Text to read:
--- start ---
In Iran’s election, battle is between rich and poor

Rohani will lose if the election becomes a populist contest rallying slum-dwellers against palace-dwellers

In the first televised debate featuring Iran’s six presidential election candidates, Ebrahim Raeisi promised to triple subsidies going to the poorest Iranians and argued Iran had a rising Gini coefficient, a measure of income and wealth distribution.
Raeisi, a cleric who leads the vast foundation managing the Imam Reza shrine in Mashhad, hoped to present himself as a savvy technocrat as well as a humble man of the people.
Tehran Mayor Mohammad Bagher Ghalibaf likewise described himself as the candidate of the “96% against the 4%,” promising monthly cash handouts of 2.5 million rials — $77 — for any unemployed Iranian aged 18 or older.
Both Raeisi and Ghalibaf — the two main challengers to Iranian President Hassan Rohani from the principlist, or fundamentalist, camp — seek to tap into dissatisfaction at the limited bounce in the economy since international sanctions eased after Iran’s 2015 deal with US-led world powers limiting its nuclear programme.
--- end ---
Provided records:
--- start ---
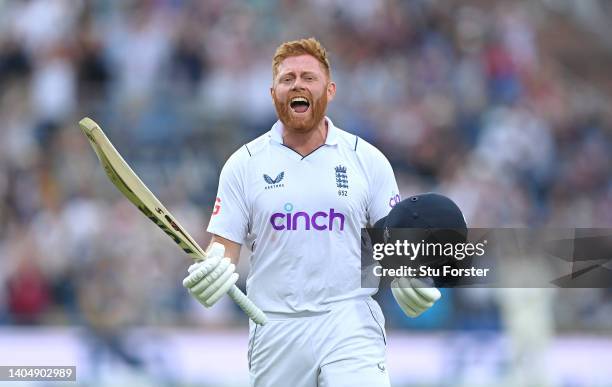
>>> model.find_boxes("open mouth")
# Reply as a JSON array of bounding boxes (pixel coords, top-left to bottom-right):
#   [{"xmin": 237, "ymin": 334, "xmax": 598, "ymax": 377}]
[{"xmin": 289, "ymin": 97, "xmax": 310, "ymax": 113}]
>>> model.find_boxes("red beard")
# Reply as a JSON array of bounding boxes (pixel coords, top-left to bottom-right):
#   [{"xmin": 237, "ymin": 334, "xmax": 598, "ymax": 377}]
[{"xmin": 274, "ymin": 93, "xmax": 327, "ymax": 133}]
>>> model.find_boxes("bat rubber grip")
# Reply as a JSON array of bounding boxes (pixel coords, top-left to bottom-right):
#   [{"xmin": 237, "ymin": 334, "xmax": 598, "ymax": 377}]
[{"xmin": 227, "ymin": 285, "xmax": 268, "ymax": 325}]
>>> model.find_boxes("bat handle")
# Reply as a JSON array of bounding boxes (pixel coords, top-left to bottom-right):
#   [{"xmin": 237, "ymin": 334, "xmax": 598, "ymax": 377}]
[{"xmin": 227, "ymin": 285, "xmax": 268, "ymax": 325}]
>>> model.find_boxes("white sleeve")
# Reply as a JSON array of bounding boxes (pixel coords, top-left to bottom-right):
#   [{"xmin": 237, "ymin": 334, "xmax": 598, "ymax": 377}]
[
  {"xmin": 367, "ymin": 148, "xmax": 401, "ymax": 225},
  {"xmin": 207, "ymin": 148, "xmax": 250, "ymax": 244}
]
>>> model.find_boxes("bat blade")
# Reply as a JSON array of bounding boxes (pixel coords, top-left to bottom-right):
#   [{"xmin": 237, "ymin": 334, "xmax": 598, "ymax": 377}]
[{"xmin": 79, "ymin": 117, "xmax": 267, "ymax": 325}]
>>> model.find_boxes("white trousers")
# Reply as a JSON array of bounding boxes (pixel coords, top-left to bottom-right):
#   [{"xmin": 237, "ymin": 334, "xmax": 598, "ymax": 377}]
[{"xmin": 248, "ymin": 297, "xmax": 390, "ymax": 387}]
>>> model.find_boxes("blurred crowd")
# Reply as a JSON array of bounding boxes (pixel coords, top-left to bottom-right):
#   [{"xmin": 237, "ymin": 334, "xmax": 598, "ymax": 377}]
[{"xmin": 0, "ymin": 0, "xmax": 612, "ymax": 332}]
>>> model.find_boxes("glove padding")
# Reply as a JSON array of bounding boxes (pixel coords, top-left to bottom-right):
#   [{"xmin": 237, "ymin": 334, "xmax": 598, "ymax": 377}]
[
  {"xmin": 391, "ymin": 277, "xmax": 442, "ymax": 317},
  {"xmin": 183, "ymin": 242, "xmax": 238, "ymax": 308}
]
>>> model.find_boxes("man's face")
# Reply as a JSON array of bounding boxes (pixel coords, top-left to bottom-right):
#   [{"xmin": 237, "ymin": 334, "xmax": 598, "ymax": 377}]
[{"xmin": 270, "ymin": 55, "xmax": 336, "ymax": 133}]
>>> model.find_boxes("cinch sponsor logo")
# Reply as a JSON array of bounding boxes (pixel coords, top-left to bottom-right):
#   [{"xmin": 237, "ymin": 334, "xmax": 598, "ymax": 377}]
[
  {"xmin": 270, "ymin": 203, "xmax": 345, "ymax": 231},
  {"xmin": 389, "ymin": 194, "xmax": 402, "ymax": 208}
]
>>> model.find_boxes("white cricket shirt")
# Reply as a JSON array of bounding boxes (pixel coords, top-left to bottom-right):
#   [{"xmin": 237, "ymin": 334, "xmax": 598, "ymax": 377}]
[{"xmin": 208, "ymin": 117, "xmax": 400, "ymax": 313}]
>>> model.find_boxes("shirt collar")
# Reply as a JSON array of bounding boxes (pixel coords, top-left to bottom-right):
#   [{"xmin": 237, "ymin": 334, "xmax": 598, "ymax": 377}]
[{"xmin": 268, "ymin": 117, "xmax": 338, "ymax": 145}]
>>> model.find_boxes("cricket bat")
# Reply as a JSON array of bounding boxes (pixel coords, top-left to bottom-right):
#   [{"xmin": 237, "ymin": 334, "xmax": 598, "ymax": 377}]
[{"xmin": 79, "ymin": 117, "xmax": 267, "ymax": 325}]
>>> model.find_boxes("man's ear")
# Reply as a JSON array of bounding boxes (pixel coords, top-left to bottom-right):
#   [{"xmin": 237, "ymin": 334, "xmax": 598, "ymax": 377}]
[{"xmin": 327, "ymin": 82, "xmax": 336, "ymax": 102}]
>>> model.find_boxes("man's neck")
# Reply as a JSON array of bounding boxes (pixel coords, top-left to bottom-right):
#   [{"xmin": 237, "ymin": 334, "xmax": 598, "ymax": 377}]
[{"xmin": 283, "ymin": 118, "xmax": 328, "ymax": 156}]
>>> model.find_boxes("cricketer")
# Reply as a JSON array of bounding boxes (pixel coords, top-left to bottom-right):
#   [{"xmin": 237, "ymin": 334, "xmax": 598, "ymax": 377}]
[{"xmin": 183, "ymin": 38, "xmax": 440, "ymax": 387}]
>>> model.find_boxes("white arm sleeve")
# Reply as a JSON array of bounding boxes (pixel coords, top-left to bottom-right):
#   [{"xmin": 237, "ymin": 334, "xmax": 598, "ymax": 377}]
[
  {"xmin": 367, "ymin": 149, "xmax": 401, "ymax": 225},
  {"xmin": 207, "ymin": 147, "xmax": 250, "ymax": 244}
]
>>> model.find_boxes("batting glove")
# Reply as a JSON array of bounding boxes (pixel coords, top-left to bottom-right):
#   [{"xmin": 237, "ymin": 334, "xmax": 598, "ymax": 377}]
[
  {"xmin": 391, "ymin": 277, "xmax": 442, "ymax": 317},
  {"xmin": 183, "ymin": 242, "xmax": 238, "ymax": 308}
]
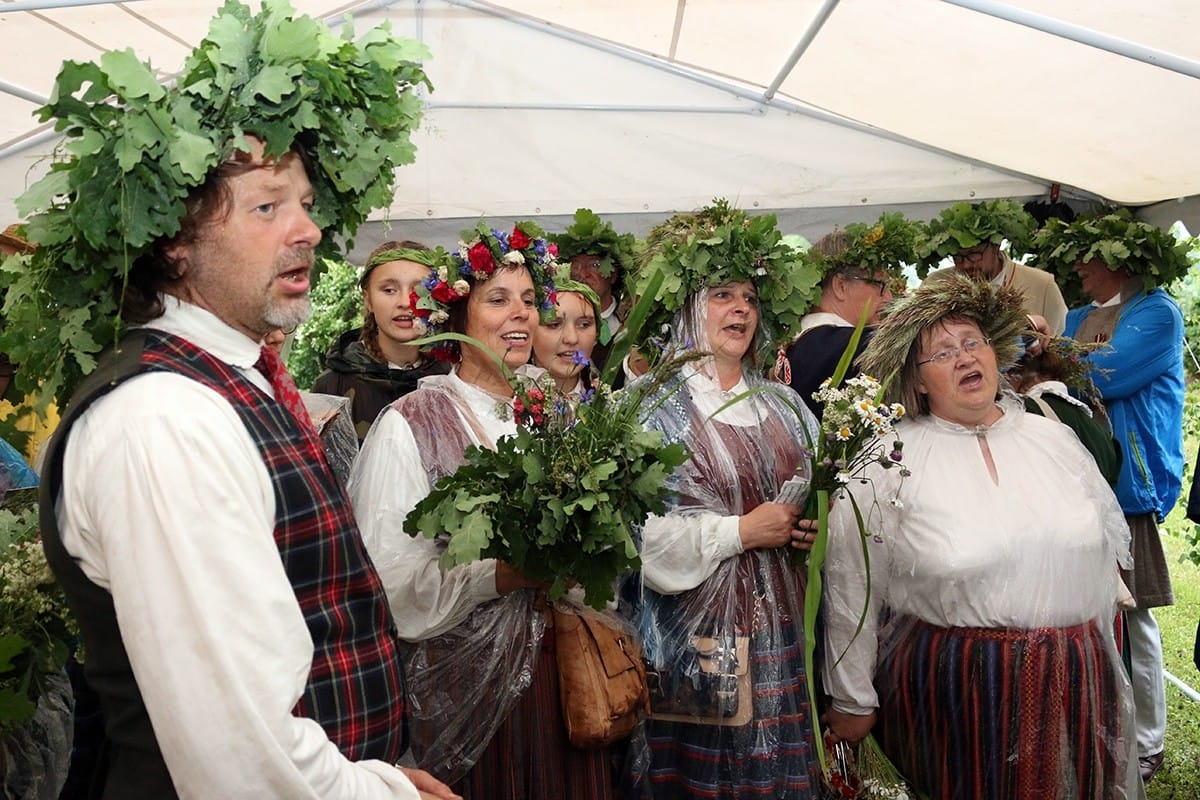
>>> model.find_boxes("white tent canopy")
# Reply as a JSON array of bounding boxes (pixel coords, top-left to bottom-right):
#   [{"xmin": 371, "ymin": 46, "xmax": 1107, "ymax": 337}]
[{"xmin": 0, "ymin": 0, "xmax": 1200, "ymax": 256}]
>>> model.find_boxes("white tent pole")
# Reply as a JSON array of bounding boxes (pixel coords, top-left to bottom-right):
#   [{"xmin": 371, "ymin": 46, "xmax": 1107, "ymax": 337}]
[
  {"xmin": 942, "ymin": 0, "xmax": 1200, "ymax": 78},
  {"xmin": 762, "ymin": 0, "xmax": 839, "ymax": 102},
  {"xmin": 444, "ymin": 0, "xmax": 777, "ymax": 103},
  {"xmin": 0, "ymin": 80, "xmax": 50, "ymax": 106},
  {"xmin": 0, "ymin": 0, "xmax": 147, "ymax": 14},
  {"xmin": 436, "ymin": 0, "xmax": 1049, "ymax": 193}
]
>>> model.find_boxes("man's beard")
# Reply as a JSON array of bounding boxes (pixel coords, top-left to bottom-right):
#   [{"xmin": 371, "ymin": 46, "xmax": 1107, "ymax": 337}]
[{"xmin": 263, "ymin": 295, "xmax": 312, "ymax": 331}]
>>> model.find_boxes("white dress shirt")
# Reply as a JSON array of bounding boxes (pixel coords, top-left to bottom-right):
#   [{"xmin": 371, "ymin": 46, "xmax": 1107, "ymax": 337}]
[
  {"xmin": 348, "ymin": 367, "xmax": 526, "ymax": 642},
  {"xmin": 823, "ymin": 397, "xmax": 1132, "ymax": 714},
  {"xmin": 55, "ymin": 297, "xmax": 419, "ymax": 800},
  {"xmin": 642, "ymin": 363, "xmax": 763, "ymax": 595}
]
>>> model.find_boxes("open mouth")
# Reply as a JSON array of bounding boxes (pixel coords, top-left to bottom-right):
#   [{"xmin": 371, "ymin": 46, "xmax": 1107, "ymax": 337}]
[
  {"xmin": 959, "ymin": 369, "xmax": 983, "ymax": 389},
  {"xmin": 276, "ymin": 265, "xmax": 308, "ymax": 291}
]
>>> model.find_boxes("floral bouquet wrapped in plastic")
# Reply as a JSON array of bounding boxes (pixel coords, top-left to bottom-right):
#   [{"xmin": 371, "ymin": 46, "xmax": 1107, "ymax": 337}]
[
  {"xmin": 404, "ymin": 268, "xmax": 696, "ymax": 608},
  {"xmin": 404, "ymin": 374, "xmax": 686, "ymax": 608}
]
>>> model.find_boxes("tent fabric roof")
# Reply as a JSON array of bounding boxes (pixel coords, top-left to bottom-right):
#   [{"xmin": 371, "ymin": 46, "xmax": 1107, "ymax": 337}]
[{"xmin": 0, "ymin": 0, "xmax": 1200, "ymax": 241}]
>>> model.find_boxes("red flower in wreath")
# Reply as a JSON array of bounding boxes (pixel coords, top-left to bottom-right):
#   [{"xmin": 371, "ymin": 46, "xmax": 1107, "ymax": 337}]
[
  {"xmin": 467, "ymin": 241, "xmax": 496, "ymax": 275},
  {"xmin": 509, "ymin": 228, "xmax": 533, "ymax": 249},
  {"xmin": 430, "ymin": 281, "xmax": 462, "ymax": 303}
]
--- end ---
What you are asked to do:
In the article on Iran's election, what monthly cash handout did Ghalibaf promise to unemployed Iranians aged 18 or older?

The output:
2.5 million rials, or $77, per month.